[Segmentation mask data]
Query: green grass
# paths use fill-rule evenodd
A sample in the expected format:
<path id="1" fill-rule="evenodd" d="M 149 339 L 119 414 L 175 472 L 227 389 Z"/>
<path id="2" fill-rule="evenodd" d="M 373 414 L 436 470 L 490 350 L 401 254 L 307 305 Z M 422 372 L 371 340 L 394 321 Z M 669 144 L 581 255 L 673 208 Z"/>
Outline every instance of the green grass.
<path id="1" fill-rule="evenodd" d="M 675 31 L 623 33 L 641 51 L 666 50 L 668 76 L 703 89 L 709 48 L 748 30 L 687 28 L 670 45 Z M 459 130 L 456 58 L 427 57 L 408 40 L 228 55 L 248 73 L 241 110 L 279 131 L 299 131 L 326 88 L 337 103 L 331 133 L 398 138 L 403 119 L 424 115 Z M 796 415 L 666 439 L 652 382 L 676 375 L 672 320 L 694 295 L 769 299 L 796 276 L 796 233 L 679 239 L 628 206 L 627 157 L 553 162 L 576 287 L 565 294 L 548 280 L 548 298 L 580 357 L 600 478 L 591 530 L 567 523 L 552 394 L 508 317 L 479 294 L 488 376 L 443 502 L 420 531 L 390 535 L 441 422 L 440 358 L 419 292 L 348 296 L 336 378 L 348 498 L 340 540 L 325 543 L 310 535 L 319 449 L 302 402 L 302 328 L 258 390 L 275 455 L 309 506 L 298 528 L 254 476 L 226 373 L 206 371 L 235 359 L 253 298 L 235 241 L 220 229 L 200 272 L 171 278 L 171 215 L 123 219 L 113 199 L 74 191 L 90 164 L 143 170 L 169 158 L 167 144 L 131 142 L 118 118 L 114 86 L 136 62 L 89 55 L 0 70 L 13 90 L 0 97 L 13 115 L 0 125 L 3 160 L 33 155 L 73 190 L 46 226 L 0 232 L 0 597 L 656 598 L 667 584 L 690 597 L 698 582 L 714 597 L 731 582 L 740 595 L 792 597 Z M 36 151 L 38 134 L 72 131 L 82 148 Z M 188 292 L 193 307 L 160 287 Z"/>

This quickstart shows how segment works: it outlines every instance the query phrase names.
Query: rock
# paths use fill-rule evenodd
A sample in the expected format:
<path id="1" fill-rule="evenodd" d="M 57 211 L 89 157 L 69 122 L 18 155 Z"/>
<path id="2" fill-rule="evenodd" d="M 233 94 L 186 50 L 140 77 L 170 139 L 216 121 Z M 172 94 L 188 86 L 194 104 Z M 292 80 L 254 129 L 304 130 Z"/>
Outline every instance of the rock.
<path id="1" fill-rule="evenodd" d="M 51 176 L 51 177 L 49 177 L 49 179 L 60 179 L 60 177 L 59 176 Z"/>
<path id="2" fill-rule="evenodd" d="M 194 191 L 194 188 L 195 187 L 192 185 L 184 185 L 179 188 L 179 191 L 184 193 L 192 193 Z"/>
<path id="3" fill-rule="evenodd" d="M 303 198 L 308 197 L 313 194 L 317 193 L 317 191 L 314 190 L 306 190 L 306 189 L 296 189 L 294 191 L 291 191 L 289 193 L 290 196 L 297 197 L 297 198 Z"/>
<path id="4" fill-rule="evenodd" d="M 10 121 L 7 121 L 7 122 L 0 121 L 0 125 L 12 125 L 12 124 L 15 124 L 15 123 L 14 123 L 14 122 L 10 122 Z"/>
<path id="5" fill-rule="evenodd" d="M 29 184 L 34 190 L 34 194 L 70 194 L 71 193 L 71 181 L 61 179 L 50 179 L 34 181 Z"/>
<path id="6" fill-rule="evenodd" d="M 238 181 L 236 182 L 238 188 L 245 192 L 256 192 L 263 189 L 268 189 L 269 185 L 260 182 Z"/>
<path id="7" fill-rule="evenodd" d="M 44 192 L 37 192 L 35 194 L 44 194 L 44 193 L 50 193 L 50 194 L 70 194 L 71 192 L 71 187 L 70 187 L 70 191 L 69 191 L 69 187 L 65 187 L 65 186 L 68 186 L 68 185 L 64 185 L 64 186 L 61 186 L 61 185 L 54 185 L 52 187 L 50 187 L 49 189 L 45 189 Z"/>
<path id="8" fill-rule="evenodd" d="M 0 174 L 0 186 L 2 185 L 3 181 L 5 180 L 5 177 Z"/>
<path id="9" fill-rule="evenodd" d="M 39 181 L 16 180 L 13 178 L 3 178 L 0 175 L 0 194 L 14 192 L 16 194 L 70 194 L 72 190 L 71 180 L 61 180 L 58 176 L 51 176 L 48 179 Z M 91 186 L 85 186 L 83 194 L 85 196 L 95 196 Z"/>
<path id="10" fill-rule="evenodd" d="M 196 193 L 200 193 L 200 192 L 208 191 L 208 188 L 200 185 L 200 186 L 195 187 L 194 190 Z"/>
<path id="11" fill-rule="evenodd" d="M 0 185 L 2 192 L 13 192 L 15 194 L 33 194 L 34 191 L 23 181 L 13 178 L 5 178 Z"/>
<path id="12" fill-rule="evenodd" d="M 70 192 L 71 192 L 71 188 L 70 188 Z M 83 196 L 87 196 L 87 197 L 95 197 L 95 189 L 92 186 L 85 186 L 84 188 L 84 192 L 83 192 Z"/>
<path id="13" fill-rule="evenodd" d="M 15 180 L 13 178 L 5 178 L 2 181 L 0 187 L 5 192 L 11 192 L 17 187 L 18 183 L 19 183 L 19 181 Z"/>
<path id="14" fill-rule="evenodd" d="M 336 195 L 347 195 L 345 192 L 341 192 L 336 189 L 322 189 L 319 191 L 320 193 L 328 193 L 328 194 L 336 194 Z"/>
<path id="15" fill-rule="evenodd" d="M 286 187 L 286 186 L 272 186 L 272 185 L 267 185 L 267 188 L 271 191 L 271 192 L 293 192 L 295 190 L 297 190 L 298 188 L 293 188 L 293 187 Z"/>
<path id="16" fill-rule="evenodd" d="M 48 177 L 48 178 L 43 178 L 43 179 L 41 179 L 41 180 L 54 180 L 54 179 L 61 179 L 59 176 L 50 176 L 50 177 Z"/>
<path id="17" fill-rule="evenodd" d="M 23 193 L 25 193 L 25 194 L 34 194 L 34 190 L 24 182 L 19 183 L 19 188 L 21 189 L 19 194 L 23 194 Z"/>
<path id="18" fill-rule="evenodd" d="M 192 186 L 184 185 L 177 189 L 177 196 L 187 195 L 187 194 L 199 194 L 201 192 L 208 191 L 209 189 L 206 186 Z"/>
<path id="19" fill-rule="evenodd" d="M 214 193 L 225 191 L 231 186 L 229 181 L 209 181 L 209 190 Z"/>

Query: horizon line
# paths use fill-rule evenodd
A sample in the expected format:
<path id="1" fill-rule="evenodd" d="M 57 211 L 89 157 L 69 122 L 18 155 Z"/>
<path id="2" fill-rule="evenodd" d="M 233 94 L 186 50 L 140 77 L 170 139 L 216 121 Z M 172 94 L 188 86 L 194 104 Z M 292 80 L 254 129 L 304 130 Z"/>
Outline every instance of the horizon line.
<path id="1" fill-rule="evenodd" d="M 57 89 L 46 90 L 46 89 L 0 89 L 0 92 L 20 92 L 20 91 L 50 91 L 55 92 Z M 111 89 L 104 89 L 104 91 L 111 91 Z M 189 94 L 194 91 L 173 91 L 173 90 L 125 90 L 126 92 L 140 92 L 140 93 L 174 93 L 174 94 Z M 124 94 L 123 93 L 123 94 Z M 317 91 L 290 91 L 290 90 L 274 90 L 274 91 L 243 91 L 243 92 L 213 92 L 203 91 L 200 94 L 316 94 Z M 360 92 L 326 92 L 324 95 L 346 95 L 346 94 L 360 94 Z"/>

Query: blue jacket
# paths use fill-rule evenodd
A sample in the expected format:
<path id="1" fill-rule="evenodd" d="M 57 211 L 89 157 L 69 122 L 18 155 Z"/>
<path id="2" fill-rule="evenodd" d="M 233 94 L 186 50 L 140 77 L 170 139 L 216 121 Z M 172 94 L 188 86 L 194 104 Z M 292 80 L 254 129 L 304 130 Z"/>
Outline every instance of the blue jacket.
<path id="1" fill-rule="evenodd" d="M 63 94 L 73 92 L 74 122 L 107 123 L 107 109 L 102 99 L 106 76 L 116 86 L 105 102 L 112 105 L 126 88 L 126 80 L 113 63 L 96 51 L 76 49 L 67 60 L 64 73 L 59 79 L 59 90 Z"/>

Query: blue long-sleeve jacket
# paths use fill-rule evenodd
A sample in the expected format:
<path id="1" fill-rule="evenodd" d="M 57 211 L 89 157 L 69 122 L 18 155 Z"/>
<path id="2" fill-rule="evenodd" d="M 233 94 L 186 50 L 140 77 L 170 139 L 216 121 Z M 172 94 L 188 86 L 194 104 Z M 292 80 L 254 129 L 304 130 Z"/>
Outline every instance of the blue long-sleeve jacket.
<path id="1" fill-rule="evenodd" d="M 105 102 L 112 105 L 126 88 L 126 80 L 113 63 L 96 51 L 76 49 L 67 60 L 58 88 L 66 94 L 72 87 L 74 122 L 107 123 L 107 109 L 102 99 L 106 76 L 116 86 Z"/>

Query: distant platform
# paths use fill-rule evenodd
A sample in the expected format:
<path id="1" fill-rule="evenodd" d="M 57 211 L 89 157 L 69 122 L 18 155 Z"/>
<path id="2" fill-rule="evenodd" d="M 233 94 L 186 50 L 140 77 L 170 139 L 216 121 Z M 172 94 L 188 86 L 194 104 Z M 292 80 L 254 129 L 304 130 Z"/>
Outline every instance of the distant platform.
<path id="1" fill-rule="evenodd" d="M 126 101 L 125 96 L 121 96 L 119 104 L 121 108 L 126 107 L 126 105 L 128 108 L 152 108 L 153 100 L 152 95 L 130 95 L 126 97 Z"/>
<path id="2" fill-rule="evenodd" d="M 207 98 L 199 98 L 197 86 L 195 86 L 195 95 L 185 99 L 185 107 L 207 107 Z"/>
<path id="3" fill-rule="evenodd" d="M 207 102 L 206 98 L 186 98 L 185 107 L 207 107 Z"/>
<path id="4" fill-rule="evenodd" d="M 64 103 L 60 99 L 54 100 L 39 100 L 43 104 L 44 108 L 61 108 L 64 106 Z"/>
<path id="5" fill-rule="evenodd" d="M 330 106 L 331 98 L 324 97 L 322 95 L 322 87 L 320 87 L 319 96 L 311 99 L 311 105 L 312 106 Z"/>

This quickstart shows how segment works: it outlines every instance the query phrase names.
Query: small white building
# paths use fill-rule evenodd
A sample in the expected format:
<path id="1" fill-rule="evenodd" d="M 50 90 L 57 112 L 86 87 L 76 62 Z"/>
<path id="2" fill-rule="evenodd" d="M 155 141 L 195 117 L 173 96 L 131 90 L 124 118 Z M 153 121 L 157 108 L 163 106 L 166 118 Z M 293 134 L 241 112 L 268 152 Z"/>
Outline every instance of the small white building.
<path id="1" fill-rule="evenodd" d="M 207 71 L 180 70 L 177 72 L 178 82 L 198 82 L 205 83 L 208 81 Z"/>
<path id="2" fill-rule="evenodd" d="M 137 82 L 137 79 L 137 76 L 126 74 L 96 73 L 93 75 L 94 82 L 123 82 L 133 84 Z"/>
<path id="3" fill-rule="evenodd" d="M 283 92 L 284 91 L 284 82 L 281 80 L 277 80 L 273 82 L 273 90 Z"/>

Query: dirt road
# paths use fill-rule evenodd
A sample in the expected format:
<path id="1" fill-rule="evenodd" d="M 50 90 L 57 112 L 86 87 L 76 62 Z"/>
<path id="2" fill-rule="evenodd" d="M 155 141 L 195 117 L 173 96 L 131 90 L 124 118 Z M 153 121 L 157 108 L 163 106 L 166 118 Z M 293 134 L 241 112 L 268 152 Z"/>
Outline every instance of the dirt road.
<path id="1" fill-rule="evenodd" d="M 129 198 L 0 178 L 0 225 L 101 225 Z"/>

[Aim of the exercise]:
Please restate, word for word, the lines of the entries that run from the first line through the one holding "373 414 L 436", and add nothing.

[Exercise result]:
Query: green grass
# paths use fill-rule evenodd
A sample in the expected format:
<path id="1" fill-rule="evenodd" d="M 149 339 L 119 414 L 175 472 L 227 389 Z"/>
<path id="2" fill-rule="evenodd" d="M 373 414 L 436 470 L 490 350 L 401 254 L 307 305 Z M 422 372 L 371 340 L 394 321 Z M 669 144 L 581 255 L 673 208 Z"/>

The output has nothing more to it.